**DIRECTIONS**. The lines to return are those from the line holding "Note to the class: we label each instance of the cherry" through the last line of the entries below, both included, written exactly and without pictures.

**MATERIAL FOR THIS TASK**.
***
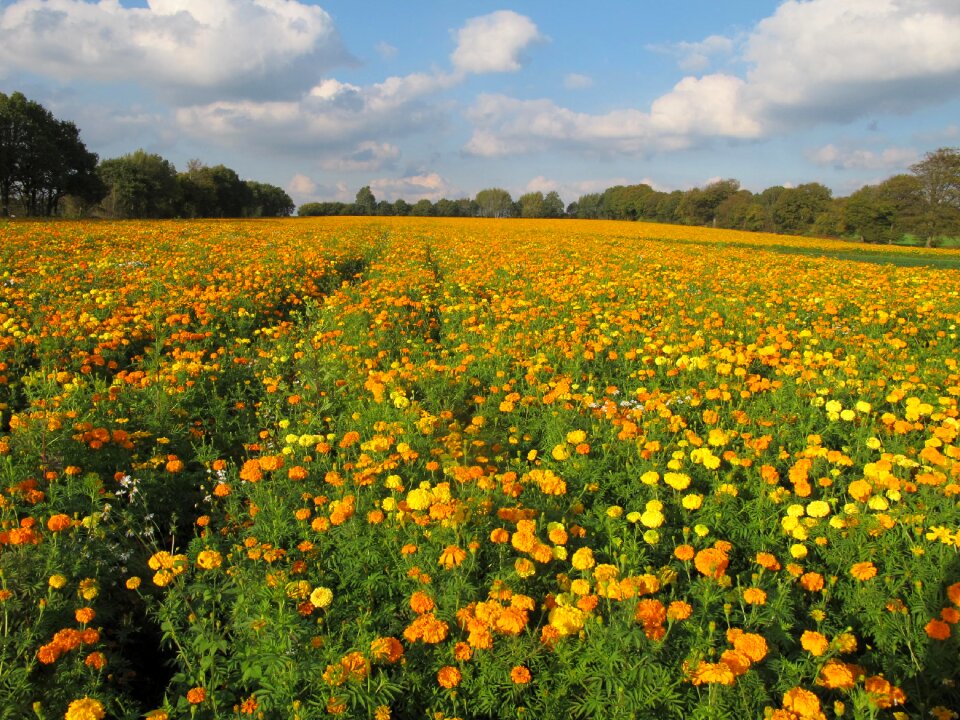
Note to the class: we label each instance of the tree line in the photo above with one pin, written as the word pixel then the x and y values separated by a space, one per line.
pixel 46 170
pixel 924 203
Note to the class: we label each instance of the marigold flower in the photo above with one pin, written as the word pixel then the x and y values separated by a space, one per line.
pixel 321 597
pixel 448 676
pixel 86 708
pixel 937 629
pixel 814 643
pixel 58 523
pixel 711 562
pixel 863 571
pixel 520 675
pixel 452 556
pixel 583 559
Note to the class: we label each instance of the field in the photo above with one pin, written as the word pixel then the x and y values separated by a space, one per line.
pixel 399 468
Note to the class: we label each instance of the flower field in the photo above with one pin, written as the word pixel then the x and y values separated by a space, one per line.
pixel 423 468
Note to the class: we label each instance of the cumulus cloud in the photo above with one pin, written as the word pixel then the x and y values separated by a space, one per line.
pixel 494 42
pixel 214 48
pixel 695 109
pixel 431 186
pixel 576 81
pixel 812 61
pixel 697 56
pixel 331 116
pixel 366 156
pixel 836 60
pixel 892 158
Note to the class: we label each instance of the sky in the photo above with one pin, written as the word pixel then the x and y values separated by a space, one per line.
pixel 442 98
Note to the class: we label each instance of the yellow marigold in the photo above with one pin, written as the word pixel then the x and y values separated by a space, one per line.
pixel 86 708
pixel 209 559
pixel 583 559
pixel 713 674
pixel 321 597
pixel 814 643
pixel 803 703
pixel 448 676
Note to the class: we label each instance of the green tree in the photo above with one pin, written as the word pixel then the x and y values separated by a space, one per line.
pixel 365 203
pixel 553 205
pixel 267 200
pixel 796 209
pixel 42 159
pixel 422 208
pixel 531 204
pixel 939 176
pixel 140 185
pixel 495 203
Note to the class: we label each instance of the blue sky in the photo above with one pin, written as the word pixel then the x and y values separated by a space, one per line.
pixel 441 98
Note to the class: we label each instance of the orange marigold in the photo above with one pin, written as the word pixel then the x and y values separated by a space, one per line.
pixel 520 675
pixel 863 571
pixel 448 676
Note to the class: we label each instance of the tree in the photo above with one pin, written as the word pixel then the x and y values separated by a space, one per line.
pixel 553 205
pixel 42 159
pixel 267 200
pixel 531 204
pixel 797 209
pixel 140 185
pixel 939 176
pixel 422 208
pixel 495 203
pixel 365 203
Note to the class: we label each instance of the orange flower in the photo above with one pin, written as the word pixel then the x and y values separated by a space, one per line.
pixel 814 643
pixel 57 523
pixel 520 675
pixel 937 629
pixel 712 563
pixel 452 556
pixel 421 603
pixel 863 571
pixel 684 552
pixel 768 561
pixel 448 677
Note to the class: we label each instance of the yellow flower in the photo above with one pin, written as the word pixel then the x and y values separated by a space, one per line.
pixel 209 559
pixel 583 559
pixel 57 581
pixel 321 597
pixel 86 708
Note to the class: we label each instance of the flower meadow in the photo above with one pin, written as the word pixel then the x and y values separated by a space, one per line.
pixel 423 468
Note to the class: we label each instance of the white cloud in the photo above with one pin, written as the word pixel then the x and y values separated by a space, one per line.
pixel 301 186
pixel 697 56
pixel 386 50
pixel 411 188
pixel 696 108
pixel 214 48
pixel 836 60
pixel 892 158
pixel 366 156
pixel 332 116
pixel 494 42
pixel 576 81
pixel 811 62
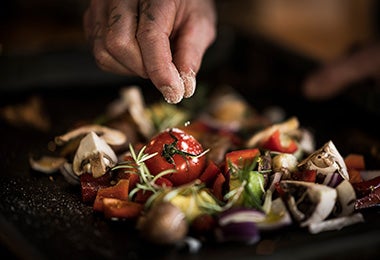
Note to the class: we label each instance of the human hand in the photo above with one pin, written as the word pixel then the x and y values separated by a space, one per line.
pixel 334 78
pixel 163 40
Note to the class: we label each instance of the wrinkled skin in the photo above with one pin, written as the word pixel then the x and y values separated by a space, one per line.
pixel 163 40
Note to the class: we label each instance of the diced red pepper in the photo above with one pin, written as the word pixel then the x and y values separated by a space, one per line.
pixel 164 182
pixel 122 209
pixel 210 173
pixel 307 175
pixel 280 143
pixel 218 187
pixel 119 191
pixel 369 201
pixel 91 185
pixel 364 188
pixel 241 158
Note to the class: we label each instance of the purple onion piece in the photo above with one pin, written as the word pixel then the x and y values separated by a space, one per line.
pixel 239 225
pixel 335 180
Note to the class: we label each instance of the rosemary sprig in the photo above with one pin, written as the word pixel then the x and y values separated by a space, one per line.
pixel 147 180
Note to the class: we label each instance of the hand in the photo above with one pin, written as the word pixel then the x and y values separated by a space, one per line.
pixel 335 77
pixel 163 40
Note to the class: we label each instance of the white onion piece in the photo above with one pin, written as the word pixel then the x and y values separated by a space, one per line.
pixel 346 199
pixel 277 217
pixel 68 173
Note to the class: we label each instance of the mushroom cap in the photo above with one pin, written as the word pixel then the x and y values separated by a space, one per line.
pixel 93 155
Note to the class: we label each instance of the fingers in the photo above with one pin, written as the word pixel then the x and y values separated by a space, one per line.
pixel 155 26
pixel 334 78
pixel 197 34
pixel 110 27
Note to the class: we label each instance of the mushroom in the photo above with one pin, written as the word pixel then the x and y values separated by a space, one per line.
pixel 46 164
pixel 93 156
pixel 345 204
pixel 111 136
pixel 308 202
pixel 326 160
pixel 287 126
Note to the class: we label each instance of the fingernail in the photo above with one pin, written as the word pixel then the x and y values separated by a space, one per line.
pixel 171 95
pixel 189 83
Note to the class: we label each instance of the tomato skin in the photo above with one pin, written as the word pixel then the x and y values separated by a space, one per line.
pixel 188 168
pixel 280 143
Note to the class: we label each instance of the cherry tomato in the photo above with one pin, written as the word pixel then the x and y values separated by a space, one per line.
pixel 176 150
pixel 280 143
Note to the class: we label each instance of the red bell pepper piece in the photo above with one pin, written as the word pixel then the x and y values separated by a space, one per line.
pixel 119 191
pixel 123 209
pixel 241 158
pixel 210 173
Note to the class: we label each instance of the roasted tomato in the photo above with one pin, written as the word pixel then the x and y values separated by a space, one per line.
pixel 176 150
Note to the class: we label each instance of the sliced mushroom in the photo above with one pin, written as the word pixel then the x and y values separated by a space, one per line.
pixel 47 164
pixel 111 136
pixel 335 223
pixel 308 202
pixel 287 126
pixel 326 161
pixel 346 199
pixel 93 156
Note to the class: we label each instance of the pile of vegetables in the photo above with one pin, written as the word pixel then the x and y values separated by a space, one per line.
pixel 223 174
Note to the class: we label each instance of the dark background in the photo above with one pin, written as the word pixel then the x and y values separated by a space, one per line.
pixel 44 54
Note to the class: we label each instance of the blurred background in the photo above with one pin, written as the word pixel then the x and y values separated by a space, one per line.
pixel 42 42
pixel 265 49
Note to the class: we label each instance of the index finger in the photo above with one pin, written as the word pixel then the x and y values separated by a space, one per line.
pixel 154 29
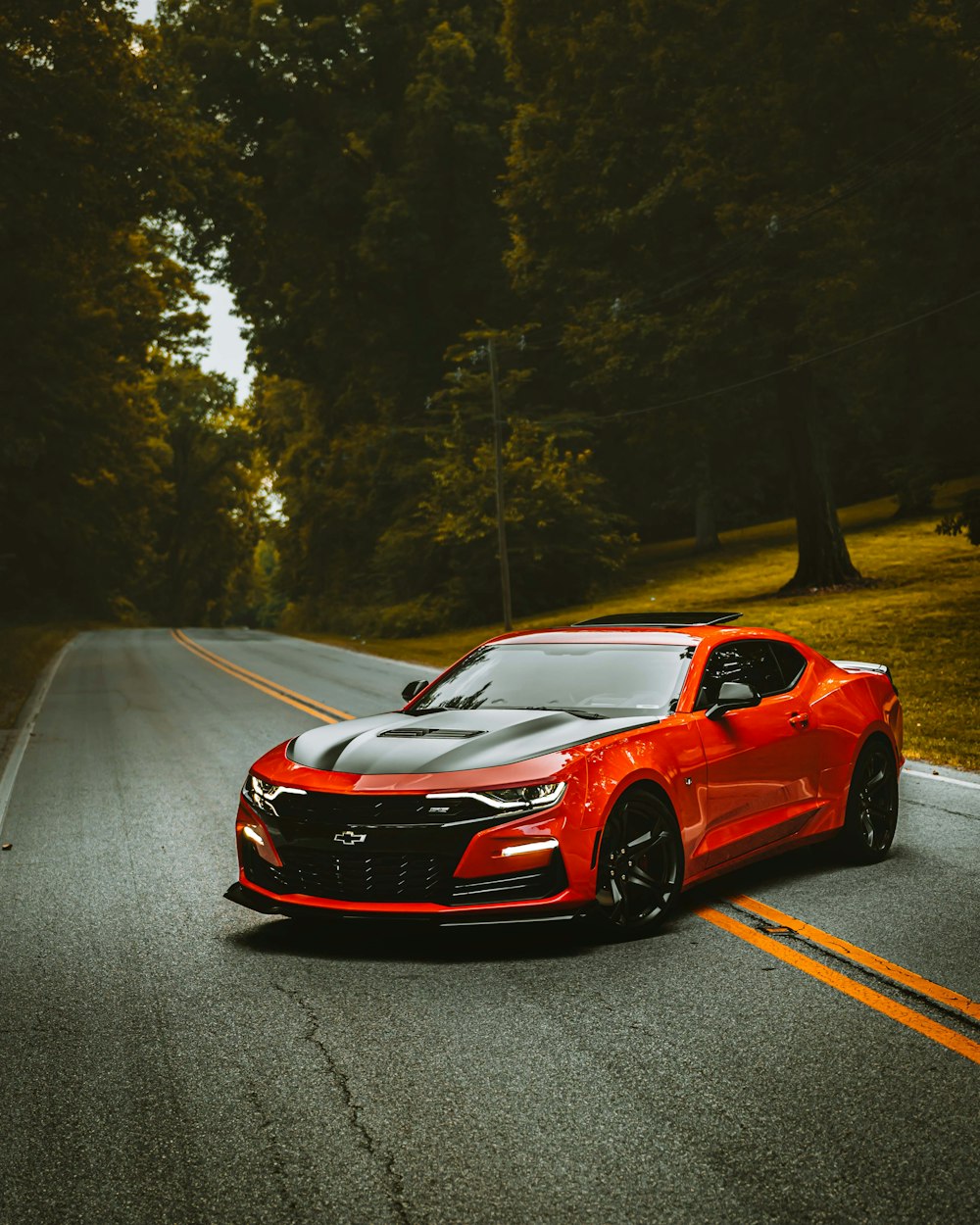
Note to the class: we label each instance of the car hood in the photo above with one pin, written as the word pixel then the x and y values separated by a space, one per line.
***
**RESPONSE TO THE EXERCISE**.
Note to the class: we label each instance of the cherry tomato in the photo above with one pin, written as the word pixel then the x and y values separated by a space, one per line.
pixel 176 150
pixel 280 143
Note to the class: we label each instance of the red bell pepper piece in the photo above with one pin, written as the word pixel then the x and y values separated by a space, one per line.
pixel 119 191
pixel 123 209
pixel 241 158
pixel 210 173
Note to the class: we label each instance of the roasted tomato in the photo above with one pin, written as the word pixel then the x and y values separated by a space, one per line.
pixel 176 150
Note to the class: we label each instance of the sliced mushroom in the photo above with one pin, written as the word pixel then the x and y values separated by a space, one per line.
pixel 47 164
pixel 111 136
pixel 335 223
pixel 308 202
pixel 287 126
pixel 326 161
pixel 346 199
pixel 93 156
Note to the class: we label each instance of the pile of vegetables in the photo above with one pin, written as the word pixel then the x and y values separated by a space, one per line.
pixel 223 174
Note to the class: we label each instance of the dark background in the photo above with one pin, written as the word pixel then the x and y values separated by a space, one per line.
pixel 44 54
Note to the class: we label each instance of the blurred background in the photo above with one pin, written as the word pixel then the x and y values separated by a space, one per line.
pixel 42 42
pixel 265 49
Note to the class: we label each instance of the index finger in the photo above with one pin, written as the word pixel then the x and y values separated by a space, one per line.
pixel 154 29
Note to the class: we label each instance of the car hood in the photo above with one pin, written as the word pixel then the x and y values separated by a space, one per line.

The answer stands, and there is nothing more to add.